◆ Stated exercise ◆
Pull out every line of the material below that contains the word "pillow", and copy each one in full. Uppercase and lowercase letters count as different.

◆ Data extract ◆
· · · · ·

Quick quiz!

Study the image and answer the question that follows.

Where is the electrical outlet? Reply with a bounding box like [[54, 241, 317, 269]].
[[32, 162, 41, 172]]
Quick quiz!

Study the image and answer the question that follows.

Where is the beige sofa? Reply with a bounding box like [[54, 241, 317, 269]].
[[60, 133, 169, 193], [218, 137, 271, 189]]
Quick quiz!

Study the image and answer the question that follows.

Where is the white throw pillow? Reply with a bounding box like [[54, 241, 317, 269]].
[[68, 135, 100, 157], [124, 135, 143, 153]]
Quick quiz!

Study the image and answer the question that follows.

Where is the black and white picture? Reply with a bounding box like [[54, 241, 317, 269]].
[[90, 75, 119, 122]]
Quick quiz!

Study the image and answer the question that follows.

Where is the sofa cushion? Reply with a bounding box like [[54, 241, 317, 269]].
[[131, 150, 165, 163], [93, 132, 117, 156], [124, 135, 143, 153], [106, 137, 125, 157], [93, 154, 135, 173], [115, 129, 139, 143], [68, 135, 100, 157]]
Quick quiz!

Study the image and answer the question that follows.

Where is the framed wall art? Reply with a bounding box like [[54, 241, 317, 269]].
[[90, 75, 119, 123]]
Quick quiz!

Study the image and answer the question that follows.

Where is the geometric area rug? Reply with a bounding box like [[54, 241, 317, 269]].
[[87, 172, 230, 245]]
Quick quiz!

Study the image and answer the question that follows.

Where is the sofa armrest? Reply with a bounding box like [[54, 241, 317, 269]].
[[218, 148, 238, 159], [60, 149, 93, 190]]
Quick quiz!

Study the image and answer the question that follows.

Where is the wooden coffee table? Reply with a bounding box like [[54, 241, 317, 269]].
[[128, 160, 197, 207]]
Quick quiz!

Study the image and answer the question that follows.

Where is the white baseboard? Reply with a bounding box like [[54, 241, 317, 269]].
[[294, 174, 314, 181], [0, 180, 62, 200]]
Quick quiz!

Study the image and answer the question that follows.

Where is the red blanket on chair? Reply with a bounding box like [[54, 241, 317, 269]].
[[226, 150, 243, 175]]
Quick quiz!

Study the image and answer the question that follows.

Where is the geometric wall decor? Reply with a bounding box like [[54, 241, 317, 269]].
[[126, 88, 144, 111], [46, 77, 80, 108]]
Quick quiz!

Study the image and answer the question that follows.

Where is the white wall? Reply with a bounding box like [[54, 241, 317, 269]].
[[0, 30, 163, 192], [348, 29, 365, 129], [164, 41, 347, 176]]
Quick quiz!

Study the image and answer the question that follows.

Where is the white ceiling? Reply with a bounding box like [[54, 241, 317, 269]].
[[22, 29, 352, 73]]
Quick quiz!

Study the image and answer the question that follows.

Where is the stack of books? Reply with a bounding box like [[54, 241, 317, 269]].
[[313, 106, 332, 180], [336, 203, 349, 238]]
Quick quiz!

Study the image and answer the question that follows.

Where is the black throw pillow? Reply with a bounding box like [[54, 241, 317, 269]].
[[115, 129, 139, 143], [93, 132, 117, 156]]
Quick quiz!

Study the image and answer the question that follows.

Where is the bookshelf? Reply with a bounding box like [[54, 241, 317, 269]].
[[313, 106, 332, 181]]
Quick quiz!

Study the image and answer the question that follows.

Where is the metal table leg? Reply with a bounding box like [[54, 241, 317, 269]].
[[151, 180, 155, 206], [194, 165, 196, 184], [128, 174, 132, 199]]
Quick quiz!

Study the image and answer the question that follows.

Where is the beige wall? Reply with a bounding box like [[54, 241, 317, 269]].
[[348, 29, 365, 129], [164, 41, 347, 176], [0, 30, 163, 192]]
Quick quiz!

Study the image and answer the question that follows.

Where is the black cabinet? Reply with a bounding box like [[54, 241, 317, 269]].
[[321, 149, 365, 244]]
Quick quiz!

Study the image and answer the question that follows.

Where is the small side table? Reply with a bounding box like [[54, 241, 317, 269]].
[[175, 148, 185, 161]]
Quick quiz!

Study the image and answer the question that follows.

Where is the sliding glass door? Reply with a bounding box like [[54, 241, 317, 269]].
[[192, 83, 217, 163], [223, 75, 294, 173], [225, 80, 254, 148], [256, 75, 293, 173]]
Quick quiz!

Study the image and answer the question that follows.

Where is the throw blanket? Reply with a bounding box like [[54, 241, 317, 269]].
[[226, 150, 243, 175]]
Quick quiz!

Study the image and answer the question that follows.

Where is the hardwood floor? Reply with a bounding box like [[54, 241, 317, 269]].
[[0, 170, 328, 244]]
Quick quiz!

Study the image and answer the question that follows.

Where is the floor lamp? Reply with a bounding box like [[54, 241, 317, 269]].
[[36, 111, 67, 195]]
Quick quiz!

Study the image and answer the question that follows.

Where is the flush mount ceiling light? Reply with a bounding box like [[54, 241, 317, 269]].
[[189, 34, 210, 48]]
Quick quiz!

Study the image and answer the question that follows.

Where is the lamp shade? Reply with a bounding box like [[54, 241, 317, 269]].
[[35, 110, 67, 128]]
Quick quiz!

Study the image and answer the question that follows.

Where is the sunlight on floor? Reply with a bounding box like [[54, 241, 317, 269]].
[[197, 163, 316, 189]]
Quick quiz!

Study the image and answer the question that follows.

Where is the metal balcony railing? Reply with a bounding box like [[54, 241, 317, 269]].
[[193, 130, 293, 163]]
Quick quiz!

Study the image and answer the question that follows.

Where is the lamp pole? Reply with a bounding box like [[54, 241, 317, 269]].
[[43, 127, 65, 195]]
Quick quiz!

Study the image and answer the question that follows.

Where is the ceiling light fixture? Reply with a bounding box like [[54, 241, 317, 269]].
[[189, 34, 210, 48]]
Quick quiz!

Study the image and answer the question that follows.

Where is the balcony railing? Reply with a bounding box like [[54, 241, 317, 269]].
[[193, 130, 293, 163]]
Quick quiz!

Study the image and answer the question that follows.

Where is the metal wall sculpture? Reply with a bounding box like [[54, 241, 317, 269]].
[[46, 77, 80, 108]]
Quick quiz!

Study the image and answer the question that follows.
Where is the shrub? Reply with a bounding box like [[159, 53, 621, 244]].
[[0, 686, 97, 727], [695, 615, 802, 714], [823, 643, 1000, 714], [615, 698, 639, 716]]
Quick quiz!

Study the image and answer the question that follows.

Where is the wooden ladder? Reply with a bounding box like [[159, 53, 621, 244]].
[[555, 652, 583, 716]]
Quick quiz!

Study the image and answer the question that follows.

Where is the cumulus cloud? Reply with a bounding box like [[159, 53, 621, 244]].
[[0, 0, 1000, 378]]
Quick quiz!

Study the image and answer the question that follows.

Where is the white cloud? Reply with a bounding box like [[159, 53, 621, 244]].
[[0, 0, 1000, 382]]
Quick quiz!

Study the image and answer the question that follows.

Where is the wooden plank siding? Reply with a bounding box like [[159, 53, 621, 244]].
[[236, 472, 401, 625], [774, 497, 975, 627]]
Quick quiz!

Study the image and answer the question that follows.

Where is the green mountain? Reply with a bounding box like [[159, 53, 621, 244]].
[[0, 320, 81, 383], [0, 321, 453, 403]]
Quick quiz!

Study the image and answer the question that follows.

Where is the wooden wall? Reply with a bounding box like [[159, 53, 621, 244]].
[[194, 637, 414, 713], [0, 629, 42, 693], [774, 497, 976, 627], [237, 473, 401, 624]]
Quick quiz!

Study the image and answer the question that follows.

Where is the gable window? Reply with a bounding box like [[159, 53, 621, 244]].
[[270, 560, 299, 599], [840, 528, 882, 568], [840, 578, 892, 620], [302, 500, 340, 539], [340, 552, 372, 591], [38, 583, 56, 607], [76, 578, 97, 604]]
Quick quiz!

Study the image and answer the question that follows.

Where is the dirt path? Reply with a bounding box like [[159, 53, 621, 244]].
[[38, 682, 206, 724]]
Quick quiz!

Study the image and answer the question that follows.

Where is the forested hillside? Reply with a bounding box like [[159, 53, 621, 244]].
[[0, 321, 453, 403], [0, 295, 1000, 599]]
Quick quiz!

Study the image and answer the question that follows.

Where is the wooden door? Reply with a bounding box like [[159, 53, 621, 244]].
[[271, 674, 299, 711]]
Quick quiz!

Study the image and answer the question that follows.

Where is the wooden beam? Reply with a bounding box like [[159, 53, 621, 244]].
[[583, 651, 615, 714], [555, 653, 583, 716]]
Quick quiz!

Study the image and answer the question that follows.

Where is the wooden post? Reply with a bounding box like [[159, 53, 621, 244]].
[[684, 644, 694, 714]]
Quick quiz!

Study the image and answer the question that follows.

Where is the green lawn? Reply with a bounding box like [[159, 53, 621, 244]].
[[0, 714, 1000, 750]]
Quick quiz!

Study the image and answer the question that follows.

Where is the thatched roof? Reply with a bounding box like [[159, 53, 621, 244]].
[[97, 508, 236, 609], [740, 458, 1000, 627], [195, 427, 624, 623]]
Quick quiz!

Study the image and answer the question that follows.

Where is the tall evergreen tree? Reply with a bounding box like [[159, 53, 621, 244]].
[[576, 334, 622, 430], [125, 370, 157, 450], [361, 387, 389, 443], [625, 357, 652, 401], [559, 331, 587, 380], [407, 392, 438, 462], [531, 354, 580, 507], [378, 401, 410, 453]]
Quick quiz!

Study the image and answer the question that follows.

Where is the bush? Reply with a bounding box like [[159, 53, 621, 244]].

· · · · ·

◆ Worked solution ◆
Where is the white throw pillow? Reply with a bounding box like [[54, 241, 317, 269]].
Where is the black throw pillow? Reply with a bounding box like [[54, 241, 317, 269]].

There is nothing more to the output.